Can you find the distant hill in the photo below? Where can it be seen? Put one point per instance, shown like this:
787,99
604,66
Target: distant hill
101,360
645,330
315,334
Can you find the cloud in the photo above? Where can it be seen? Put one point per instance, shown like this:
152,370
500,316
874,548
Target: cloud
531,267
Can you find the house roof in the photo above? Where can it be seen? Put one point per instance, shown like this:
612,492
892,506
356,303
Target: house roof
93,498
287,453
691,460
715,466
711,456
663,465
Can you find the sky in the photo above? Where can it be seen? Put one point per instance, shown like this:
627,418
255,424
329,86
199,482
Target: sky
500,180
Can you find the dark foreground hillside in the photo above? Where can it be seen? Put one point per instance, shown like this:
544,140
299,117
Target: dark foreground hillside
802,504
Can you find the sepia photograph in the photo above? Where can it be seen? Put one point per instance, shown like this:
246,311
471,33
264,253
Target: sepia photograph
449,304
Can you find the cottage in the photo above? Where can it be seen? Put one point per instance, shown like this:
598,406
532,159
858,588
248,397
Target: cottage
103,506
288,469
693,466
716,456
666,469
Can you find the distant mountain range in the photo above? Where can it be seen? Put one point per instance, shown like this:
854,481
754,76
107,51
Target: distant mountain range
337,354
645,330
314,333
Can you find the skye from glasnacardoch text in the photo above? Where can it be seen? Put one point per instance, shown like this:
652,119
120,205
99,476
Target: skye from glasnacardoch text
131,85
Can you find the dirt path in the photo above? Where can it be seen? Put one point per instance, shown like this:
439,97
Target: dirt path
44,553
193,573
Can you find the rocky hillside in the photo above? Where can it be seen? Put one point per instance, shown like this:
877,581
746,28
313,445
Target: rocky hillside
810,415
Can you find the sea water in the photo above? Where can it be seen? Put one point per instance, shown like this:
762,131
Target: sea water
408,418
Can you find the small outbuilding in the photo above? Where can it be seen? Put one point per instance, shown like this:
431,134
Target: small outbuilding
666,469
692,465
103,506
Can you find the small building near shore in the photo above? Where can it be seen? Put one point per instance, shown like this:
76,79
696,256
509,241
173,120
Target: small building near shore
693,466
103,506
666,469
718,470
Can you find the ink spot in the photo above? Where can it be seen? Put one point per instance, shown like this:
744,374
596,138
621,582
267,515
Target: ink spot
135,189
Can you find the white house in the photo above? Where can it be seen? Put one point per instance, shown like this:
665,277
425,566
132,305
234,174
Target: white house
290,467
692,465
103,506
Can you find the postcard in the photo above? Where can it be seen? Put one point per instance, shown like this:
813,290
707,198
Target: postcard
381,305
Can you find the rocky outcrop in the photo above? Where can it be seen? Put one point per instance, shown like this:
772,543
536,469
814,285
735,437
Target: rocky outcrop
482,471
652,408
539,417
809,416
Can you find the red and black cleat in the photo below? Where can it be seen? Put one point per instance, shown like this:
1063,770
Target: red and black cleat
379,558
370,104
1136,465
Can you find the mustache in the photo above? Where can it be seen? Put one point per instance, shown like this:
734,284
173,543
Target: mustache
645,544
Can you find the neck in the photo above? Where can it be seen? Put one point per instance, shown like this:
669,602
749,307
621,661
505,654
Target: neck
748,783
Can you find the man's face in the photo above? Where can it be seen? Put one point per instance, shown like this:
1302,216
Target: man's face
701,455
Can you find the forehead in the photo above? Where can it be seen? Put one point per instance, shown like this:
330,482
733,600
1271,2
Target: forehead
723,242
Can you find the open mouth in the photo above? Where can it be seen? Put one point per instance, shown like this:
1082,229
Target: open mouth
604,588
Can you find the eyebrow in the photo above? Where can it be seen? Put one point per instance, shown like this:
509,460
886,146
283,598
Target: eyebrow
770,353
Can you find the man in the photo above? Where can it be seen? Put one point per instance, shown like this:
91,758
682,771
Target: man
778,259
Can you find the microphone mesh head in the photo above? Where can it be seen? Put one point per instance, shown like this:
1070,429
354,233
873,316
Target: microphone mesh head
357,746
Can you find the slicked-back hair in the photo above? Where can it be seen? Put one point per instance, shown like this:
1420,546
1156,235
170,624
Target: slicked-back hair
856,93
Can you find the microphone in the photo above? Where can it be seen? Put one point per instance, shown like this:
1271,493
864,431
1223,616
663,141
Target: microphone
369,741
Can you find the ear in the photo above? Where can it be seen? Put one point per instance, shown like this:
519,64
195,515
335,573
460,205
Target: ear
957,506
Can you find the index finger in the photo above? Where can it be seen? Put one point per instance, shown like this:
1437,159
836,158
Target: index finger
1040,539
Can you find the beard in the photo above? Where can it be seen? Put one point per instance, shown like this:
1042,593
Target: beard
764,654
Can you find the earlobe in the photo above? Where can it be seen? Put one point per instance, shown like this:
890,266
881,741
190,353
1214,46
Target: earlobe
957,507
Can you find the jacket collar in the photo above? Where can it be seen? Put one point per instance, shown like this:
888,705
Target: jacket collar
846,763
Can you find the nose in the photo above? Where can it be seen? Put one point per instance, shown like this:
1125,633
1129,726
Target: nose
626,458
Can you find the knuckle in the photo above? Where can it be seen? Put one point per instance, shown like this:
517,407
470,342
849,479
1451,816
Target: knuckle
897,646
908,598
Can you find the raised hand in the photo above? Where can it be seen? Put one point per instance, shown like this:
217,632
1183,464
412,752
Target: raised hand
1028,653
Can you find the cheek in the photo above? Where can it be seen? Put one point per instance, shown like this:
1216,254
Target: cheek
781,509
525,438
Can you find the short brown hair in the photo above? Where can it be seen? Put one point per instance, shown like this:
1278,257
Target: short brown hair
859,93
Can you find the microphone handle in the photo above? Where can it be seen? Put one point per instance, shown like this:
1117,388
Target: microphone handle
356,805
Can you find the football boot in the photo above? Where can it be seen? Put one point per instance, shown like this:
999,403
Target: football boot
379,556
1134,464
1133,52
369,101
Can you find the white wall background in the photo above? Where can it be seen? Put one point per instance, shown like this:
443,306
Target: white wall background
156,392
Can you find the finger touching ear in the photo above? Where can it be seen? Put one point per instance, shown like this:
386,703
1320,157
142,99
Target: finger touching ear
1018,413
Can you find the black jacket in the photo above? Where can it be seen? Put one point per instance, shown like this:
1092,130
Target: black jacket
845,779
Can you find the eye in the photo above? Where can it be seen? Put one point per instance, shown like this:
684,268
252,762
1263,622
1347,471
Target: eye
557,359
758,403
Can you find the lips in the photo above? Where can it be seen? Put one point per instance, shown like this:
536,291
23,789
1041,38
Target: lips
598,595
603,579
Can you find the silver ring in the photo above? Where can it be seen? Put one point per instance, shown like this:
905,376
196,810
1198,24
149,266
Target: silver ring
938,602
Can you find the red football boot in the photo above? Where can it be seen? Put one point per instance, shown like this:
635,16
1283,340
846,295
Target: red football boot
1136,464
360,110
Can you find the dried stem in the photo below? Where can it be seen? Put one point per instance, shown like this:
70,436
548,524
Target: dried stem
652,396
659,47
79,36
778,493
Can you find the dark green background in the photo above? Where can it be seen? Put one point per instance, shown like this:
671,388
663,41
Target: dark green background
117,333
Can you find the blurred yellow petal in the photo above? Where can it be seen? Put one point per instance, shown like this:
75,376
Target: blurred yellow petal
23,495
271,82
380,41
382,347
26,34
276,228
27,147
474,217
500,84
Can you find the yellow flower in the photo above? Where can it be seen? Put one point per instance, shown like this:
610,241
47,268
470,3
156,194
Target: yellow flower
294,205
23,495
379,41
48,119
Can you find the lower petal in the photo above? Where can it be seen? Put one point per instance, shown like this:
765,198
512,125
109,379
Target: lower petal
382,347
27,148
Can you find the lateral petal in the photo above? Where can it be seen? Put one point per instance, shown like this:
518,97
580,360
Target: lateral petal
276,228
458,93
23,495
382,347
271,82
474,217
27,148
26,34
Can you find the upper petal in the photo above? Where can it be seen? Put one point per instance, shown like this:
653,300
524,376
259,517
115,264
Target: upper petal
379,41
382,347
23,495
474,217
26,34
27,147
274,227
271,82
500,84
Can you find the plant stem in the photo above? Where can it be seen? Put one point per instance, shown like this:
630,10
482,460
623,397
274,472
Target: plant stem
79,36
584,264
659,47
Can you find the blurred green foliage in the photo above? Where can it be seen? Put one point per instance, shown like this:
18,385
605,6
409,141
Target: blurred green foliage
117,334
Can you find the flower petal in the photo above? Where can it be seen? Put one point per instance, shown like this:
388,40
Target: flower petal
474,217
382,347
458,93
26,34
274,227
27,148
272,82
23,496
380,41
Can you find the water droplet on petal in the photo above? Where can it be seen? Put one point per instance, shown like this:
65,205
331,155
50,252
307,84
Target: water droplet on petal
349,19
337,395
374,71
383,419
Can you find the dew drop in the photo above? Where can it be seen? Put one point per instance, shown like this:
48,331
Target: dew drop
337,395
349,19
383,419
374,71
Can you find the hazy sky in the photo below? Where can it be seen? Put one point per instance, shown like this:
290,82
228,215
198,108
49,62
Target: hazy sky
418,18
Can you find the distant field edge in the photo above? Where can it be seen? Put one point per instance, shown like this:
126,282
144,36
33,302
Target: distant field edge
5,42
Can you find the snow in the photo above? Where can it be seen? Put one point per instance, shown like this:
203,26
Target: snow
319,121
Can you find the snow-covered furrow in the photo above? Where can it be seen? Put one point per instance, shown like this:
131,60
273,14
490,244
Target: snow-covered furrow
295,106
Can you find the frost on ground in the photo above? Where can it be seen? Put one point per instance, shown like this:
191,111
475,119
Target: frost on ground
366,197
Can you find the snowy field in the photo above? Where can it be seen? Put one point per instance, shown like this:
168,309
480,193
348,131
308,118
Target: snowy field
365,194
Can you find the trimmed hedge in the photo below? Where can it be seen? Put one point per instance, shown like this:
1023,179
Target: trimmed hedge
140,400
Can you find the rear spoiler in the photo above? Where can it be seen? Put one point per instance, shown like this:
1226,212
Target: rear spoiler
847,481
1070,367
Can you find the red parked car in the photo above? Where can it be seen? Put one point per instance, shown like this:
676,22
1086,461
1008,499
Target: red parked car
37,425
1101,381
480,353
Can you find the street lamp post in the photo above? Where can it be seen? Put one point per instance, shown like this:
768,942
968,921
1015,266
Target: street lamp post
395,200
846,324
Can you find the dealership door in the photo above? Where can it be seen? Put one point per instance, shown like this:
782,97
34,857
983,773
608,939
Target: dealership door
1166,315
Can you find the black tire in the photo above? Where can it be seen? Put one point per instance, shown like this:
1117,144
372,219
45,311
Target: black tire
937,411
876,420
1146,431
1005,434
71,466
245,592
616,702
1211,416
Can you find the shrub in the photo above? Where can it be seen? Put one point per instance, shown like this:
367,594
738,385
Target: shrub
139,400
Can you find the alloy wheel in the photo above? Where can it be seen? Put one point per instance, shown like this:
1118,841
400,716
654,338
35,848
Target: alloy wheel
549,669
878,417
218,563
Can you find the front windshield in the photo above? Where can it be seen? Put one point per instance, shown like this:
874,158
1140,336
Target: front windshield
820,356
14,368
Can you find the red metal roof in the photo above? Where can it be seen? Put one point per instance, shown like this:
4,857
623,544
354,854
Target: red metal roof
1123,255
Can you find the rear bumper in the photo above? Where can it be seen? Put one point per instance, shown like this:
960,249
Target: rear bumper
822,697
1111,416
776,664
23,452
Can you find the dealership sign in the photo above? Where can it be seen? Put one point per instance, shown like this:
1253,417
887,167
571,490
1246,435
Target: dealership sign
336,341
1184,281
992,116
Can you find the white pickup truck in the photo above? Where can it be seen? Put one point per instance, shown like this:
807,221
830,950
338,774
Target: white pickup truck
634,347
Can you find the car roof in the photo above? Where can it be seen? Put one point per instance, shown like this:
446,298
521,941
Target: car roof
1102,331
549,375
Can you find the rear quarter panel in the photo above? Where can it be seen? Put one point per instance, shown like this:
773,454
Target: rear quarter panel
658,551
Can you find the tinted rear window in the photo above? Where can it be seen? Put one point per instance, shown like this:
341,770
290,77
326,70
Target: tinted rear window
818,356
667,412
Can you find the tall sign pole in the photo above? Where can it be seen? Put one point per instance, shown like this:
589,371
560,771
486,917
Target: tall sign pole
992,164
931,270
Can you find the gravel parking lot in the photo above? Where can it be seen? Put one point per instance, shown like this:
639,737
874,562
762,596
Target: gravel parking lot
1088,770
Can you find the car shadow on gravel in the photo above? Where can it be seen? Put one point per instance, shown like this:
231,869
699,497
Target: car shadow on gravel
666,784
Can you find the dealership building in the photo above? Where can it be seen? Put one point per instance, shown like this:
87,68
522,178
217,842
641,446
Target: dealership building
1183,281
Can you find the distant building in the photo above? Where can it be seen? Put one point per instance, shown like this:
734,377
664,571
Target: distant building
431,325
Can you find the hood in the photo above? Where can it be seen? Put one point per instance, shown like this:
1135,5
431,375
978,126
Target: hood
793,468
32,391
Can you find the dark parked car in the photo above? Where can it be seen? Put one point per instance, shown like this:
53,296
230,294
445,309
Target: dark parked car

[What to produce]
Rewrite the data from the line containing "Can you find the dark parked" through the end of the data, changing "parked" to "stationary" and leaving everything else unchanged.

[Result of the task]
Can you find the dark stationary car in the photo above? Where can it be seen? Put one point per instance, shown like this:
53,296
230,294
445,309
Target: dark stationary car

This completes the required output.